§ **Teks Bacaan**

Tanggal 15 Oktober 2012 yang lalu Sekretaris Negara Vatikan mengeluarkan surat dalam Sinode para Uskup yang meminta perhatian kepada para Kardinal, Uskup Agung dan Uskup tentang pentingnya disiplin mengenakan busana gerejawi (jubah atau kemeja ber-collar) sebagaimana ditulis dalam Kitab Hukum Kanonik 1983, Kan. 284, dan dijelaskan dalam surat Paus Yohanes Paulus II kepada Kardinal Vikaris Jenderal Keuskupan Roma, tanggal 8 September 1982.
“Dalam Ketaatan pada Tugas Sebagai Panutan”
Dari Vatikan, 15 Oktober 2012
Yang terhormat Para Yang Utama Kardinal/Para Yang Mulia Uskup Agung dan Uskup,
dengan surat ini saya ingin meminta perhatian Anda tentang pentingnya disiplin mengenai pemakaian sehari-hari busana gerejawi (jubah atau kemeja ber-collar) dan busana religius, sebagaimana diamanatkan oleh norma-norma untuk hal ini [Kanon 284] dan sesuai dengan alasan-alasan yang diilustrasikan dan dijelaskan secara lengkap pada masanya oleh Beato Yohanes Paulus II dalam suratnya kepada Kardinal Vikaris Jendral Keuskupan Roma, tertanggal 8 September 1982.

§ **Data yang Diberikan**
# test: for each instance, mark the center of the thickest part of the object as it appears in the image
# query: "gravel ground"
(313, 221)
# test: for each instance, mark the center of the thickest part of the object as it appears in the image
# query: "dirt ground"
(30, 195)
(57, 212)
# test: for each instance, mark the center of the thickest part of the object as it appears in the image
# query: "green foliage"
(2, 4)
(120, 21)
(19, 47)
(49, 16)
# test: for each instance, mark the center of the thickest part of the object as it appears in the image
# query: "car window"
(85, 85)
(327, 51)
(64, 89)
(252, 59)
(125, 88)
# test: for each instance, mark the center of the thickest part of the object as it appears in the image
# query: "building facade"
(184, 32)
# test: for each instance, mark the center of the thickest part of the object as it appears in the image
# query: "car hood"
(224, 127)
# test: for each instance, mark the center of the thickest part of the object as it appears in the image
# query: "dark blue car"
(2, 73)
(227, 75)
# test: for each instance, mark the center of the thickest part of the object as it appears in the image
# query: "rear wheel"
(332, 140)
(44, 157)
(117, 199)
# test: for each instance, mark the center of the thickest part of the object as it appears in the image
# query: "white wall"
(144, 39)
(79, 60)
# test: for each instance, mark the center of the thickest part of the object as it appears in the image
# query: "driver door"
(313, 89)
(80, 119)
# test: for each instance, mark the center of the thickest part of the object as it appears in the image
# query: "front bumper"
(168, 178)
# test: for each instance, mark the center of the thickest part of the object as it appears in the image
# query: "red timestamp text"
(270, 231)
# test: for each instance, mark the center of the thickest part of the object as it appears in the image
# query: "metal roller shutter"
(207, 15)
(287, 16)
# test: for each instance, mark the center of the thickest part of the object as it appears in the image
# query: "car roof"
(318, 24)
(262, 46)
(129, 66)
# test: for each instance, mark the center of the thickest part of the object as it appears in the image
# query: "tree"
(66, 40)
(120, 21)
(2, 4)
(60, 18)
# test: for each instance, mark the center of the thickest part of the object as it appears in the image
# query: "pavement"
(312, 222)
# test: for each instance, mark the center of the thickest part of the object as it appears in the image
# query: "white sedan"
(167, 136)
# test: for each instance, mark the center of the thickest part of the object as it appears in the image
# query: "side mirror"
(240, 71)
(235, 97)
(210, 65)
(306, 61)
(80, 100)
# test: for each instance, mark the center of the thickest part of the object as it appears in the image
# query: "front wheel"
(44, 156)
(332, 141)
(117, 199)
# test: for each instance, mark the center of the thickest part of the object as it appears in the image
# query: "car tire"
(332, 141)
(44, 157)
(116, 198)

§ **Soal Latihan**
[A] Menurut teks tentang busana gerejawi, pada tanggal berapa Paus Yohanes Paulus II menulis surat kepada Kardinal Vikaris Jenderal Keuskupan Roma?
[B] Lanjutkan teks tentang busana gerejawi setelah kalimat terakhir yang tertera.
Data tersebut tidak berperan dalam hal ini.

§ **Jawaban Berurutan**
[A] Tanggal 8 September 1982.

[B]
Pada waktu di mana semua orang secara khusus dipanggil untuk memperbarui kesadaran dan konsistensi dengan identitasnya, atas permintaan yang terhormat [Catatan: artinya, atas permintaan Paus] saya datang untuk meminta Yang Utama Kardinal dan Yang Mulia Uskup Agung dan Uskup untuk memastikan kepatuhan pada aturan di atas bagi para imam dan religius yang bekerja pada Dikasterium/Tribunal/Kantor/Vikariat [=Keuskupan Roma], memperhatikan kewajiban untuk mengenakan, secara reguler dan dengan bermartabat, jubah yang benar, dalam setiap musim, di antaranya dalam mematuhi tugas sebagai panutan [Catatan: frase ini aslinya dicetak miring] yang merupakan kewajiban bagi mereka yang memberikan layanan kepada penerus Petrus.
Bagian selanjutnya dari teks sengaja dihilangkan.